[Stored data]
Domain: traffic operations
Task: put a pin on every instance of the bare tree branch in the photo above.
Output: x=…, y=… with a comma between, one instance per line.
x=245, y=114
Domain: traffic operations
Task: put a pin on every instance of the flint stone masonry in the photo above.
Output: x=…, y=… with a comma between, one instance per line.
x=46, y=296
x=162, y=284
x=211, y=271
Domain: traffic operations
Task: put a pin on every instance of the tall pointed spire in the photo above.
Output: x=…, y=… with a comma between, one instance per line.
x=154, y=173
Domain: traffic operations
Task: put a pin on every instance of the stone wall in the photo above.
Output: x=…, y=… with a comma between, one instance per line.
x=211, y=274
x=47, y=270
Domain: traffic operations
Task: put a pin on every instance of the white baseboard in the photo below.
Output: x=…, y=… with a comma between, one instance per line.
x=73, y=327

--

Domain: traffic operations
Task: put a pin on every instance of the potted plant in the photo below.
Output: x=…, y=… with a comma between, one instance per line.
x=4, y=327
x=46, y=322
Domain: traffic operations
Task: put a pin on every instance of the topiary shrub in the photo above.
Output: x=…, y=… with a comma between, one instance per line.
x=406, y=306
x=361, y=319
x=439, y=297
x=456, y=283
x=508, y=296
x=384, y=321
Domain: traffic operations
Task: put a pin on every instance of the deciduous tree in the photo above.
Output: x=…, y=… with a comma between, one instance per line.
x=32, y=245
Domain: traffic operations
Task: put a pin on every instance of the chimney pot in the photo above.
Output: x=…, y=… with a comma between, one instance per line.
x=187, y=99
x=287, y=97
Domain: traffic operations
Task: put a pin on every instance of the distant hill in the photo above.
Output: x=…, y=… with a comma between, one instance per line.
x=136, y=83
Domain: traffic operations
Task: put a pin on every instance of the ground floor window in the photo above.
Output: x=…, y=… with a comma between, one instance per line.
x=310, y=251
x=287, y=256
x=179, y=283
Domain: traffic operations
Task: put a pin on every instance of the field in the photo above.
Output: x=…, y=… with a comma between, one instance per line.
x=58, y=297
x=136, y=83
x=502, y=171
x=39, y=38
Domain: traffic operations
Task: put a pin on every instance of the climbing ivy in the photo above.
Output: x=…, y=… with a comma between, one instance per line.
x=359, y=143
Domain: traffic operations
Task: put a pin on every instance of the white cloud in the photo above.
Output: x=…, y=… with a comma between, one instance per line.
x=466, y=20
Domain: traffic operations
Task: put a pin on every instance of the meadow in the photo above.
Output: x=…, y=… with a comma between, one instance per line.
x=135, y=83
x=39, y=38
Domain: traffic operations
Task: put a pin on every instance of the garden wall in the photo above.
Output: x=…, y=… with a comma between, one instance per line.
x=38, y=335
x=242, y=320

• Exercise:
Which lines in the rows above contain the word "tree"? Gather each of them and copy it out in full.

• Full output:
Task: put a pin on every instance of the bare tree branch in the photo above.
Task: put a pin on every instance of the deciduous tree in the photo above.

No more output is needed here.